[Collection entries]
•••
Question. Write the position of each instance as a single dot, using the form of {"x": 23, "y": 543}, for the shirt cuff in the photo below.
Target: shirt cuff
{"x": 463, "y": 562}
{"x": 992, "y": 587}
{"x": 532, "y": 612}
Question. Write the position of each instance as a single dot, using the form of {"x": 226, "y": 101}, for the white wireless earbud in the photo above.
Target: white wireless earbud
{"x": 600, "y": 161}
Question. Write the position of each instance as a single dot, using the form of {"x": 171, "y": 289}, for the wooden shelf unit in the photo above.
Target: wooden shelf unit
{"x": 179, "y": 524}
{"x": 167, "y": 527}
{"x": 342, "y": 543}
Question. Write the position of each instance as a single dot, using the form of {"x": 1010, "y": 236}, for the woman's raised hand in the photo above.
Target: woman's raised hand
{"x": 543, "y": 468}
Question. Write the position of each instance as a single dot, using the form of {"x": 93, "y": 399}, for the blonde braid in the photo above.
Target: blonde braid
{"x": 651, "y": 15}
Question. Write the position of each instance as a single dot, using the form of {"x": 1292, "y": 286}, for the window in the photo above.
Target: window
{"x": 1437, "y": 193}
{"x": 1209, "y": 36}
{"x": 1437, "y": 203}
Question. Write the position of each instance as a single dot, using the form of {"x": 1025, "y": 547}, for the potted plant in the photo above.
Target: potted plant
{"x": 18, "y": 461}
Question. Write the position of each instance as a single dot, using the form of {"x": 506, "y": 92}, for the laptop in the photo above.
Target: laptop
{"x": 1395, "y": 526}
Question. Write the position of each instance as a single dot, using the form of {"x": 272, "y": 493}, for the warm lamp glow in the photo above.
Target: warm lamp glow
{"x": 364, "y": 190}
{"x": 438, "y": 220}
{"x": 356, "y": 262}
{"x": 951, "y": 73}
•••
REQUIRED TASK: Rewrite the records from the line containing "plant in the photo above." through the end of the records, replacing "Target" with "Label" and leaving everything else unchanged.

RESPONSE:
Question. Write the position of each instance as a single dot, using the form of {"x": 1025, "y": 547}, for the potted plant in the photo above.
Label: potted plant
{"x": 18, "y": 461}
Question. Write the position of each instance as a single dot, using the form of {"x": 506, "y": 92}, for the laptop in the photo above.
Label: laptop
{"x": 1395, "y": 526}
Question. Write the position of each instance as a single dot, using the form of {"x": 272, "y": 493}, for the warm lamp glow in the photo above.
Label: warm lamp glow
{"x": 364, "y": 190}
{"x": 438, "y": 220}
{"x": 356, "y": 262}
{"x": 951, "y": 73}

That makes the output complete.